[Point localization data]
-.-.-

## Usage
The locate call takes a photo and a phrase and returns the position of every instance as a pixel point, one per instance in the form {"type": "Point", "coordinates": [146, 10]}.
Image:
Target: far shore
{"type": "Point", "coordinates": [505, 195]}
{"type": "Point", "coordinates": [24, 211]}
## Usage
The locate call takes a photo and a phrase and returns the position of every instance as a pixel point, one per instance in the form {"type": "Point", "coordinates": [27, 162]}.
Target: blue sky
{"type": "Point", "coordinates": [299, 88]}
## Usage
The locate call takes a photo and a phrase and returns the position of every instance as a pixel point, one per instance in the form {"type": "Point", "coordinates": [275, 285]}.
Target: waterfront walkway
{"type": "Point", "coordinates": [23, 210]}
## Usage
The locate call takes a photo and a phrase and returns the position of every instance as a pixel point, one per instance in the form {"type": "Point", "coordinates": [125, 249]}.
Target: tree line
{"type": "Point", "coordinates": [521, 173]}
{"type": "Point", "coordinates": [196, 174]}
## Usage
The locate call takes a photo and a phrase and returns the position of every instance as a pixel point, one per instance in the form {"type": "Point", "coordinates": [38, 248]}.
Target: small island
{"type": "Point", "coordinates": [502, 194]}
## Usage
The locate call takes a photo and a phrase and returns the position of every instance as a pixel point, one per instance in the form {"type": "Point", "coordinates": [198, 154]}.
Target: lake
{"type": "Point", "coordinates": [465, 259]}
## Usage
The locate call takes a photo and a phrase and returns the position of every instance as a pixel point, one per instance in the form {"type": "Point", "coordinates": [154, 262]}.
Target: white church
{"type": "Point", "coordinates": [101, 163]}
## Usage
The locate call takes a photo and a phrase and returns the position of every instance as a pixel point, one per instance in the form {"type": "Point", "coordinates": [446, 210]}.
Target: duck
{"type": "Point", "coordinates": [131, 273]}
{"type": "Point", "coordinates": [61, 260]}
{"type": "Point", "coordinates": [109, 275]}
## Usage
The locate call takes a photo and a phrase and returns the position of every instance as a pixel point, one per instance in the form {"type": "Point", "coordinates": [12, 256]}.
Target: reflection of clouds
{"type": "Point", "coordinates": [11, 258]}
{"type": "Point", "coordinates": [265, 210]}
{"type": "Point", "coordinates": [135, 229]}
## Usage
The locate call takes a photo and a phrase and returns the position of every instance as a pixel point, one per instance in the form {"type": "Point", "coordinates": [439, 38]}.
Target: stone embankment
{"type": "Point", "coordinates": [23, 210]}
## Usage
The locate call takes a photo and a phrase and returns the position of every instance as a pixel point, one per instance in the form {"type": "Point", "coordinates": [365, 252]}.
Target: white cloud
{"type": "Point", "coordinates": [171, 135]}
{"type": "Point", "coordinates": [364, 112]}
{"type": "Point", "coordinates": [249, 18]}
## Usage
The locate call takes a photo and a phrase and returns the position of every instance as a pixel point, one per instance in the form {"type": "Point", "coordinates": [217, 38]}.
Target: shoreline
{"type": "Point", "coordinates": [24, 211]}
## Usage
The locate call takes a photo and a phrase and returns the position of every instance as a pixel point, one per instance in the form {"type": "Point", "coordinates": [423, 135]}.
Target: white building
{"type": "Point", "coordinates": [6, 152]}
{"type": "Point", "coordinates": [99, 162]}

-.-.-

TASK PROMPT:
Reproduce each entry above. Every word must match.

RESPONSE BOX:
## Usage
The locate call takes a photo and a phrase and returns the position of every instance as a pixel point, one per instance in the form {"type": "Point", "coordinates": [146, 10]}.
Image:
Target: far shore
{"type": "Point", "coordinates": [505, 195]}
{"type": "Point", "coordinates": [24, 211]}
## Usage
The locate call takes a photo and a phrase and returns the position of every instance as a pixel point, one per instance in the form {"type": "Point", "coordinates": [27, 162]}.
Target: blue sky
{"type": "Point", "coordinates": [299, 88]}
## Usage
The locate call takes a photo and a phrase and returns the position of every instance as a pixel point, one per instance in the form {"type": "Point", "coordinates": [275, 285]}.
Target: waterfront walkway
{"type": "Point", "coordinates": [23, 210]}
## Usage
The locate call takes a photo and a phrase and returns the position of every instance as a pixel point, one per instance in the form {"type": "Point", "coordinates": [125, 249]}.
Target: tree line
{"type": "Point", "coordinates": [521, 173]}
{"type": "Point", "coordinates": [196, 174]}
## Usage
The locate call takes a photo and a phrase and returns the position of every instance as a pixel point, one per instance in the form {"type": "Point", "coordinates": [38, 248]}.
Target: small island
{"type": "Point", "coordinates": [502, 194]}
## Usage
The locate call takes a photo and a phrase and returns the position of every instance as a pixel point, one per instance in the form {"type": "Point", "coordinates": [198, 154]}.
Target: lake
{"type": "Point", "coordinates": [465, 259]}
## Usage
The locate call takes a photo and a phrase and returns the position of every instance as a pixel point, one per instance in the form {"type": "Point", "coordinates": [154, 262]}.
Target: white church
{"type": "Point", "coordinates": [101, 163]}
## Usage
The locate call takes a photo and a phrase and returns the position of every instance as a pixel point, one per instance in the form {"type": "Point", "coordinates": [446, 210]}.
Target: duck
{"type": "Point", "coordinates": [131, 273]}
{"type": "Point", "coordinates": [61, 260]}
{"type": "Point", "coordinates": [109, 275]}
## Usage
The locate call takes a photo and a phrase and returns the position of every instance as a pixel point, one per instance in the form {"type": "Point", "coordinates": [12, 256]}.
Target: reflection of clouds
{"type": "Point", "coordinates": [11, 258]}
{"type": "Point", "coordinates": [265, 210]}
{"type": "Point", "coordinates": [135, 229]}
## Usage
The locate call takes a photo and a phrase and returns the position of every instance as a pixel point, one per instance in the form {"type": "Point", "coordinates": [439, 38]}.
Target: stone embankment
{"type": "Point", "coordinates": [23, 210]}
## Usage
The locate call takes a photo and a phrase and returns the position of every instance as a pixel point, one per instance in the form {"type": "Point", "coordinates": [365, 252]}.
Target: white cloud
{"type": "Point", "coordinates": [171, 135]}
{"type": "Point", "coordinates": [364, 112]}
{"type": "Point", "coordinates": [249, 18]}
## Usage
The locate call takes a photo and a phrase and returns the position of every instance as a pixel point, one per instance in the form {"type": "Point", "coordinates": [217, 38]}.
Target: shoreline
{"type": "Point", "coordinates": [24, 211]}
## Usage
The locate call takes a photo and a phrase and returns the position of every instance as a pixel point, one per instance in the form {"type": "Point", "coordinates": [423, 135]}.
Target: white building
{"type": "Point", "coordinates": [6, 152]}
{"type": "Point", "coordinates": [99, 162]}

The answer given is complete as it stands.